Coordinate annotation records
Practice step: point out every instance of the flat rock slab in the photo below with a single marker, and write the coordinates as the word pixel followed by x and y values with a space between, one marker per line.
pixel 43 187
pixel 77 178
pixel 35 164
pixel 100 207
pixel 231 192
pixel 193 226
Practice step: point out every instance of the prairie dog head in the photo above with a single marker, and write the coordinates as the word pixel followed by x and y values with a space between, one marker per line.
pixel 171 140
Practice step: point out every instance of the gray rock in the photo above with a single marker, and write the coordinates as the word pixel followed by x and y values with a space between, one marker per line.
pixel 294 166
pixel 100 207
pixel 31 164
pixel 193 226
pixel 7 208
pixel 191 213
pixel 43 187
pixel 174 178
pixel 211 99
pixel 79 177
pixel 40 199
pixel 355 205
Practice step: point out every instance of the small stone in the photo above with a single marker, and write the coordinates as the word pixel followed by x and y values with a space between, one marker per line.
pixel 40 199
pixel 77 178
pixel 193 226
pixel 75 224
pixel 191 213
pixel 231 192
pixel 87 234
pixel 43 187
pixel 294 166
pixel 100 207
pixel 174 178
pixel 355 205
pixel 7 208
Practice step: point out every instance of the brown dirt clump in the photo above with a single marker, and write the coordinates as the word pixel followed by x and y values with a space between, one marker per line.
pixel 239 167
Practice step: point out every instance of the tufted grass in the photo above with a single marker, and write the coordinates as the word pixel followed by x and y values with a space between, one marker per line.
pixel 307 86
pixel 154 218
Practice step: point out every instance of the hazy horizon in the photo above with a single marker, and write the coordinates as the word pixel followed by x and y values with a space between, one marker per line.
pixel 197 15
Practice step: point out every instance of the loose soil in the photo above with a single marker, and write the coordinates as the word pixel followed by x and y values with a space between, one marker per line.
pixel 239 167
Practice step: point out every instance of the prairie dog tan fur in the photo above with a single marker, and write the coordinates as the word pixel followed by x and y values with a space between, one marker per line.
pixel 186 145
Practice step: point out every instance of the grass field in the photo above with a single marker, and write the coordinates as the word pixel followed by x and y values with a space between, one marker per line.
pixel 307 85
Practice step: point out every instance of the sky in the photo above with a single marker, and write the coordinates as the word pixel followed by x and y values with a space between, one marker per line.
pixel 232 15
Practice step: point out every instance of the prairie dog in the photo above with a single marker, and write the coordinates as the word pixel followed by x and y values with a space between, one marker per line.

STATED TASK: Can you reproduce the full listing above line for line, without changing a single character?

ANSWER IN FULL:
Practice step: point out every instance of the flat rock slab in the photo below with a single marker, and write the coordinates as the word pixel followed by x and y values with a space between, one marker per line.
pixel 43 187
pixel 77 178
pixel 35 164
pixel 100 207
pixel 231 192
pixel 193 226
Practice step: point out every instance of the prairie dog head in the photo above with a single marker, and write the coordinates as the word pixel followed by x and y values with a space between, one marker per line.
pixel 171 140
Practice step: point out every instance of the gray rock in the photo above with a single marker, and write the coordinates as the word pixel followed by x and y values with a space between, one marker per line.
pixel 294 166
pixel 100 207
pixel 31 164
pixel 193 226
pixel 7 208
pixel 191 213
pixel 43 187
pixel 174 178
pixel 211 99
pixel 79 177
pixel 40 199
pixel 355 205
Practice step: point out every instance of the small stone in the photo above with a single marker, and write the coordinates as the word pixel followed by x and y values with a space between, one marker per line.
pixel 40 199
pixel 77 178
pixel 193 226
pixel 75 224
pixel 191 213
pixel 231 192
pixel 87 234
pixel 43 187
pixel 294 166
pixel 100 207
pixel 174 178
pixel 355 205
pixel 7 208
Practice step: point out every instance of the brown dirt clump in the photo above with a single marker, and write the coordinates as the word pixel followed by x and y values with a space between, one marker per line.
pixel 239 167
Practice step: point out every instance of the tufted grass in the photo above with a single marker, and write the coordinates as the word pixel followed by x and y values with a space between, one marker per line.
pixel 307 86
pixel 154 218
Practice step: point out every instance of the hazy horizon in the photo above with a single marker, and write the coordinates as the word pixel followed by x and y values with a space between, one marker per line.
pixel 197 15
Practice step: point out every instance of the loose soil in the photo above with a single marker, and write the coordinates as the word pixel followed by x and y values with a space between, one marker per line.
pixel 239 167
Practice step: point out every instance of the prairie dog tan fur in the photo above with a single marker, and write the coordinates as the word pixel followed by x and y values with a space between, one marker per line.
pixel 186 145
Practice step: point out every instance of the grass field in the photo above with a single marker, and write the coordinates as the word pixel followed by x and y values with a space between, one marker per line.
pixel 307 85
Practice step: point out every instance of the sky in the photo above with a single marker, and write the coordinates as the word pixel followed by x and y values with a space between, one marker per line.
pixel 232 15
Practice step: point out every instance of the prairie dog in the photo above with a single marker, and write the coordinates as the word pixel followed by x and y values with a space between, one marker per line.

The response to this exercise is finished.